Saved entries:

————

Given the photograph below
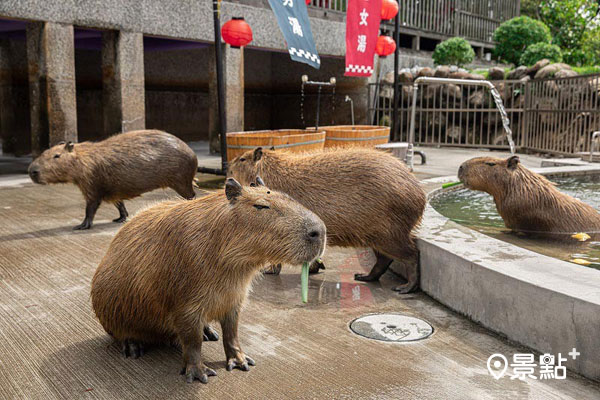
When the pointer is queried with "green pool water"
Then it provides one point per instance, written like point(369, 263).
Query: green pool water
point(478, 211)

————

WORK INSTRUCTION: Repeat every entry above word for word, and include no pictures.

EXPECTED OUTPUT:
Given the photograph below
When the pointer is queried with "green pool water"
Then it provides one point per instance, written like point(369, 263).
Query: green pool water
point(478, 211)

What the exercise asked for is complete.